Sandgate Road is a major road in Brisbane, Queensland, Australia. It provides part of the road connection between Redcliffe and the Brisbane CBD. It is designated state route 26 throughout most of its length.

The road is divided for the majority of its route, ranging from 4 to 6 lanes. It also includes a tunneled section (the George Bridges Tunnel named after local pioneer George Bridges) underneath the town centre of Nundah. It also passes Centro Toombul at Nundah.

According to surveys by the RACQ, Sandgate Road is one of the states 10 most frustrating roads.

At Clayfield, the road crosses the Doomben-Pinkenba railway line via an overpass.

History

Early days
European settlement occurred along what is now Sandgate Road from as early as 1838 (see Nundah history for an example) but the first bridges over Breakfast Creek were often destroyed by floods. The first permanent bridge from Breakfast Creek Road was built in 1858, and the first permanent bridge on Bowen Bridge Road was in 1860.

Prior to the 1870s the road from Albion to Nundah ran to the west of the present route. It followed what is now Bonney Avenue to the area now occupied by the railway line near Eagle Junction railway station, crossing what is now Junction Road and proceeding along what is now Jackson Street to Kedron Brook. This route involved negotiating a track over low land subject to frequent flooding, in addition to crossing Kedron Brook itself, before proceeding along what is now Bage Street. It is possible to walk a close approximation of this route (see map) It is the shortest walking route for this journey.

• **Data entries**
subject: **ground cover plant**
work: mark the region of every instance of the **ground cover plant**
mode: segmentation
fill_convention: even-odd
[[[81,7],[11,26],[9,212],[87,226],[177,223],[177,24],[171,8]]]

==

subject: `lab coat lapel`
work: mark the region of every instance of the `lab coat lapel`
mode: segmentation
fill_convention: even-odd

• **The tasks**
A. Answer the following from the Sandgate Road text, one line each:
(i) What is the tunneled section of the road called, and beneath which town centre does it run?
(ii) How does the road cross the Doomben-Pinkenba railway line at Clayfield?
(iii) In what year was the first permanent bridge on Bowen Bridge Road built?
B. According to the Sandgate Road text, what made the road from Albion to Nundah difficult to travel before the 1870s? Explain in one to three sentences.
C. Proceed with the Sandgate Road text, continuing from the point at which it stops.

• **Task-by-task answers**
A.
(i) It is the George Bridges Tunnel, and it runs beneath the town centre of Nundah.
(ii) It crosses the line via an overpass.
(iii) The bridge was built in 1860.

B. Before the 1870s, the road ran west of the present route. It required travelers to negotiate a track over low land that flooded frequently. They also had to cross Kedron Brook before continuing along what is now Bage Street.

C.
For information on changes to the route of Sandgate Road through Nundah in the 1860s refer to Nundah growth.

The following timeline shows events that were pertinent to the development of Sandgate Road.

Recent changes
Before the construction of Stage 3 of the Inner City Bypass in 2002 the southern end of Sandgate Road was at the point where Breakfast Creek Road crosses Breakfast Creek. Prior to the construction of the Abbotsford Road Bridge in 1928 this was the only direct access to Sandgate Road from the Brisbane CBD.

Upgrades

Intersection upgrades
A project to upgrade the intersection with Cameron Street, at a cost of $1.336 million, was to start in August 2022.

A project to upgrade the intersection with Northgate Road, at a cost of $1.296 million, was to start in August 2022.

Major intersections
The entire road is in the Brisbane local government area.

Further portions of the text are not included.